### Texto fornecido
┄┄┄┄┄┄
Eu falei num post anterior que não gosto do Irã. Explico: é porque não sou religioso e não gosto de religião. No ano passado, andei meio carola, dizendo que era católico e tal. Mas agora voltei a meu normal ateu. Claro que não gosto de um país onde a religião manda em tudo.

Outro motivo para não gostar é que eles não bebem álcool. Acho que é proibido por lá, ou quase isso, e eu sou apaixonado por bebidas de todo tipo. Não suportaria viver num país onde não posso tomar minha cervejinha em paz, e acho um absurdo intolerável que seja proibido. Mas é o país deles e eu não tenho nada a ver com isso. Os EUA também proibiram o consumo de álcool por muitos anos.

Agora, o que me irritou mesmo foi aquela ONG fincar mãozinhas na areia de Ipanema pedindo direitos humanos no Irã. Ora, o Brasil é um dos países onde mais há crianças vagando pelas ruas, sofrendo terríveis traumas psicológicos por causa do crack, da cola, do abandono, da violência, da fome. Em São Paulo, a polícia tem torturado e assassinado um motoboy negro por semana. Há poucos meses a mesma polícia paulista agrediu professores indefesos e desarmados que protestavam por melhores salários. E essas dondocas querem direitos humanos no Irã?

Alguém conhece de verdade os problemas do Irã para exigir que as coisas sejam assim ou assado por lá? Há poucas décadas, milhões de iranianos morriam de fome. Hoje, é um país de economia estável, quase sem miséria extrema, com um dos maiores índices de ensino superior per capita do oriente médio. As taxas de criminalidade no Irã são próximas de zero, e as dondocas de Ipanema, residentes numa das cidades mais violentas do mundo, querem ensinar ao Irã, uma civilização com dezenas de milhares de anos, como lidar com seus problemas domésticos?

O Jornal da Globo desta segunda-feira entrevistou um tucanão da USP que disse que o acordo só atrapalhou as negociações. A inveja está levando muitos intelectuais paulistas a fazerem um papel ridículo. O acordo ajudou, é claro. Isso é consenso mundial, com exceção da ultradireita bélica americana e israelense, naturalmente. A dúvida é sobre seus desdobramentos.

Além disso, é evidente que esse acordo não resolve tudo. Taí outra tática mesquinha. Inventa-se uma tese esdrúxula segundo a qual o acordo significaria o fim de todos os problemas do oriente médio e do Irã. E aí depois mostra-se que não é bem assim, e, portanto, seria um fracasso. Não é assim. Ele representa grande avanço. Diplomacia inteligente é como seduzir uma mulher bonita. É um processo. De qualquer forma, produz efeitos geopolíticos muito positivos para o Brasil e o mundo. Ele projeta o Brasil e torna o mundo multipolar uma realidade.
┄┄┄┄┄┄
### Registros do exercício
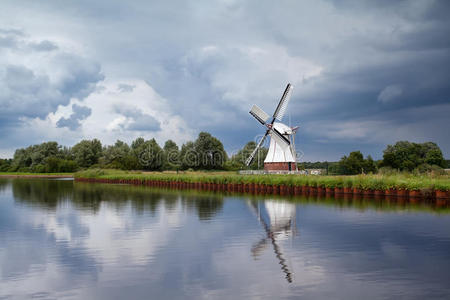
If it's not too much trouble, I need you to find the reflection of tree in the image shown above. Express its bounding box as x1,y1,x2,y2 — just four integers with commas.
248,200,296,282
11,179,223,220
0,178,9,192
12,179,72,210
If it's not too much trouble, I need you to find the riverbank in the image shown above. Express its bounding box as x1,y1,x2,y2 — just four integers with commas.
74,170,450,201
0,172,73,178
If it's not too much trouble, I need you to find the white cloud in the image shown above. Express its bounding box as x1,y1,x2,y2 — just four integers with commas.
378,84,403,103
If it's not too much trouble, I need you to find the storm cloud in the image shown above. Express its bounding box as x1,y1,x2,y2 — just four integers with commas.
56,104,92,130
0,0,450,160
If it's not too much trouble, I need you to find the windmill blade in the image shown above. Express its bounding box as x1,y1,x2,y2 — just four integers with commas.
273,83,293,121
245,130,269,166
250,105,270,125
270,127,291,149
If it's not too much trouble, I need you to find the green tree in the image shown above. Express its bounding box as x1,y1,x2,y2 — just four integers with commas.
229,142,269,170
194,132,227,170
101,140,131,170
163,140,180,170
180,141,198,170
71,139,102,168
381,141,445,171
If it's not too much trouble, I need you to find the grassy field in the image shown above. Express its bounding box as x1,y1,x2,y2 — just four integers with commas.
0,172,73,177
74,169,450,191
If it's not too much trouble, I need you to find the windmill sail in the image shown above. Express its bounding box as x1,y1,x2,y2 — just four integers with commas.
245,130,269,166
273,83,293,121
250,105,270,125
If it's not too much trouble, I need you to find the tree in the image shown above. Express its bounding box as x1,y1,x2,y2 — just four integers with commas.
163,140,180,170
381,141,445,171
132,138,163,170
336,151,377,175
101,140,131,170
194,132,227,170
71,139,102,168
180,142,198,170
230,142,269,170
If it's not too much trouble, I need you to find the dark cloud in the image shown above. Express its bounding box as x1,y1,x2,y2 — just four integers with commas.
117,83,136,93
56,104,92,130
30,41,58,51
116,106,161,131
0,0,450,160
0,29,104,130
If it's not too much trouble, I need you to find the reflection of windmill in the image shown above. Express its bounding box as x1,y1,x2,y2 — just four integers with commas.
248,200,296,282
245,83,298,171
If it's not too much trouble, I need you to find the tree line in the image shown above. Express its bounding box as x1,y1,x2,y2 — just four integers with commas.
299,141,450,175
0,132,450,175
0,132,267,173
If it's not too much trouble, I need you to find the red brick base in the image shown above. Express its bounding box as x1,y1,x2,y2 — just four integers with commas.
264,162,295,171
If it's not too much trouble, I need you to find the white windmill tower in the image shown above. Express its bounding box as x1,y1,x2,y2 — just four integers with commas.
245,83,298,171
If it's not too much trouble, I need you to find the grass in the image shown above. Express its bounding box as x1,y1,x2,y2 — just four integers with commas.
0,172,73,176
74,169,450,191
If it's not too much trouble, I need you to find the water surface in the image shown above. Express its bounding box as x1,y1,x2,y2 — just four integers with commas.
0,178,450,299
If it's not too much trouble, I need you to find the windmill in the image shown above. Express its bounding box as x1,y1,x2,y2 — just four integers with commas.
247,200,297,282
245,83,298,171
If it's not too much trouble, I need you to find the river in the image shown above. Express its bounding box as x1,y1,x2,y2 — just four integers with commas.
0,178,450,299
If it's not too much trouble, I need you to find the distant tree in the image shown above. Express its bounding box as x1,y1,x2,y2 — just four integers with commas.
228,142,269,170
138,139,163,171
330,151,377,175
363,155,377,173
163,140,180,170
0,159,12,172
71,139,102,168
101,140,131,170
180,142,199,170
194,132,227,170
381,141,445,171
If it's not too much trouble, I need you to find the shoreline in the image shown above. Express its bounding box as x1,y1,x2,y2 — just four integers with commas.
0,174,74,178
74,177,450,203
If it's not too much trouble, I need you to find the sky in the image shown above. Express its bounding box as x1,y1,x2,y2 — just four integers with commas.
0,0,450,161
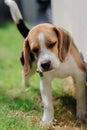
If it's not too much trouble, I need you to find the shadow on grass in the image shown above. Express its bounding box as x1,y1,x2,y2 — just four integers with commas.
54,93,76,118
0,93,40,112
┄┄┄┄┄┄
### Objetivos
1 - Reescreva o trecho do texto sobre o Irã entre "O Jornal da" e "sobre seus desdobramentos.", inclusive, substituindo "acordo" por "tratado".
2 - Reproduza, sem as imagens, as linhas dos registros que vão desde a linha que contém "find the distant" até o fim dos registros, incluindo ambas as extremidades.

### Respostas
1 -
O Jornal da Globo desta segunda-feira entrevistou um tucanão da USP que disse que o tratado só atrapalhou as negociações. A inveja está levando muitos intelectuais paulistas a fazerem um papel ridículo. O tratado ajudou, é claro. Isso é consenso mundial, com exceção da ultradireita bélica americana e israelense, naturalmente. A dúvida é sobre seus desdobramentos.

2 -
If it's not too much trouble, I need you to find the distant tree in the image shown above. Express its bounding box as x1,y1,x2,y2 — just four integers with commas.
228,142,269,170
138,139,163,171
330,151,377,175
363,155,377,173
163,140,180,170
0,159,12,172
71,139,102,168
101,140,131,170
180,142,199,170
194,132,227,170
381,141,445,171
If it's not too much trouble, I need you to find the shoreline in the image shown above. Express its bounding box as x1,y1,x2,y2 — just four integers with commas.
0,174,74,178
74,177,450,203
If it's not too much trouble, I need you to find the sky in the image shown above. Express its bounding box as x1,y1,x2,y2 — just four integers with commas.
0,0,450,161
If it's not too much trouble, I need you to find the shadow on grass in the image shown above. Express its bounding box as x1,y1,x2,y2 — just four integers with commas.
54,93,76,118
0,93,40,112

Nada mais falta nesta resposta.